= TRY IT =
Locate every line in the records below that contains the word "engine", and copy each one.

====================

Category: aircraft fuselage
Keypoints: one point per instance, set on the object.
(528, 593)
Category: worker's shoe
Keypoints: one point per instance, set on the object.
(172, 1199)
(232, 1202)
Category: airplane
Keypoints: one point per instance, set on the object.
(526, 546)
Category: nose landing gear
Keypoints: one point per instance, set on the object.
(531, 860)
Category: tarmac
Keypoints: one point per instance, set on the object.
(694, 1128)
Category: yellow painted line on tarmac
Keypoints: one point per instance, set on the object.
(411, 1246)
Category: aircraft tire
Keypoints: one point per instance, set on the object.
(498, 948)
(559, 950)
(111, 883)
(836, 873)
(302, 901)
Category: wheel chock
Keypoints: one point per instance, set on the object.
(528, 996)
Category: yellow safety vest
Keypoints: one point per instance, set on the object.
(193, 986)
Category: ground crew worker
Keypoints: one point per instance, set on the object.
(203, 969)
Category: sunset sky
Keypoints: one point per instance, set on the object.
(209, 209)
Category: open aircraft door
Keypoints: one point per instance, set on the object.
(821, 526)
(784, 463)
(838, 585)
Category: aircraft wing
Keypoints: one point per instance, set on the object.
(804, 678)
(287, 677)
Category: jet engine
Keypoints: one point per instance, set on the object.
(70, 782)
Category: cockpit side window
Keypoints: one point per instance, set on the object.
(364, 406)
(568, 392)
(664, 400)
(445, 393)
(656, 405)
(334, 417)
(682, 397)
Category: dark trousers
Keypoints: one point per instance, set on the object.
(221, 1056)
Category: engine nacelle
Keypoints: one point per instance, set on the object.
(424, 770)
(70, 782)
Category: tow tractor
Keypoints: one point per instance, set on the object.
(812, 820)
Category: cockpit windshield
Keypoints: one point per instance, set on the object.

====================

= REPLY =
Category: jet engine
Category: engine nacelle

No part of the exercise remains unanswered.